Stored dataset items
▬▬▬

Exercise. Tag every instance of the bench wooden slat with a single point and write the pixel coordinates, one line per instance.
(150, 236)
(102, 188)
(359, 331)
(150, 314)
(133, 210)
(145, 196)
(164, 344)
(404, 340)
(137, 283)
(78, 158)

▬▬▬

_TASK STATEMENT_: Once more, write out the records exactly as they are.

_SOLUTION TO THE PROBLEM_:
Exercise. Tag every instance of the bench wooden slat with a single point and write the pixel coordinates, one line per instance.
(150, 236)
(102, 188)
(359, 331)
(150, 314)
(133, 210)
(145, 196)
(164, 344)
(404, 340)
(137, 283)
(78, 158)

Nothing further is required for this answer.